--- What you have to do ---
Set out every line of the listing below as a JSON list of strings, one string per line and no blank lines. Omit the pictures.
————
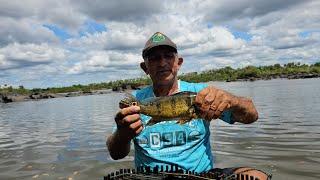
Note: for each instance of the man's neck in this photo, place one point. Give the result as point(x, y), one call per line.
point(166, 90)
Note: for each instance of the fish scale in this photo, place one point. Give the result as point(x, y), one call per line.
point(179, 107)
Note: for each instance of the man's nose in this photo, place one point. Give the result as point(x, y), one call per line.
point(162, 60)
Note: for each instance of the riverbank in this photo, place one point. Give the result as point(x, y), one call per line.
point(8, 98)
point(228, 74)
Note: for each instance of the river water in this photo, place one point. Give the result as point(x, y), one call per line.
point(64, 138)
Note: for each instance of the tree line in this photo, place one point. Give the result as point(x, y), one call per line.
point(223, 74)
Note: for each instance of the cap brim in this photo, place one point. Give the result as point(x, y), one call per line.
point(145, 51)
————
--- Result below ---
[
  "Note: for each instance of the man's neck in this photo, place one point. Give the result as point(x, y), one call per line.",
  "point(166, 90)",
  "Note: for each instance of the fish scale in this photo, place one point. Give the result as point(x, y), one call per line.",
  "point(179, 107)",
  "Note: for each instance of the man's nose in this photo, place one point. Give the result as point(x, y), one call per line.",
  "point(162, 60)",
  "Note: for each instance of the riverbank in this photo, place one point. Give the result as point(x, y), one call per line.",
  "point(8, 98)",
  "point(228, 74)",
  "Note: for each instance of the river water in this photo, place one point. Give the result as point(x, y), one call per line.",
  "point(64, 138)",
  "Note: for each instance of the tree line in this photo, place one point. Give the result as point(x, y), one call per line.",
  "point(223, 74)",
  "Note: for each instance of the cap brim in this photo, place one point. Give the result as point(x, y), one call per line.",
  "point(145, 51)"
]